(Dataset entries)
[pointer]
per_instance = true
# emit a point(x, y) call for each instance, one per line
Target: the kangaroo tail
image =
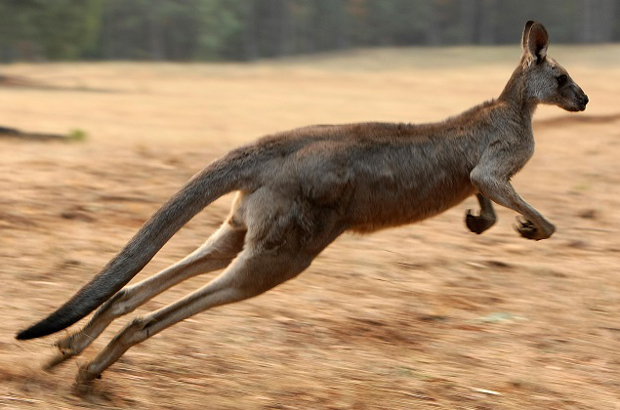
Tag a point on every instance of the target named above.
point(217, 179)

▶ _Task brief_:
A faithful, word-for-word copy of the records above, pictures left out, is the answer.

▶ _Response to this exercise_:
[pointer]
per_instance = true
# emit a point(x, y) call for each instance, one per line
Target: the kangaroo tail
image =
Tag a point on every instance of the target named above.
point(217, 179)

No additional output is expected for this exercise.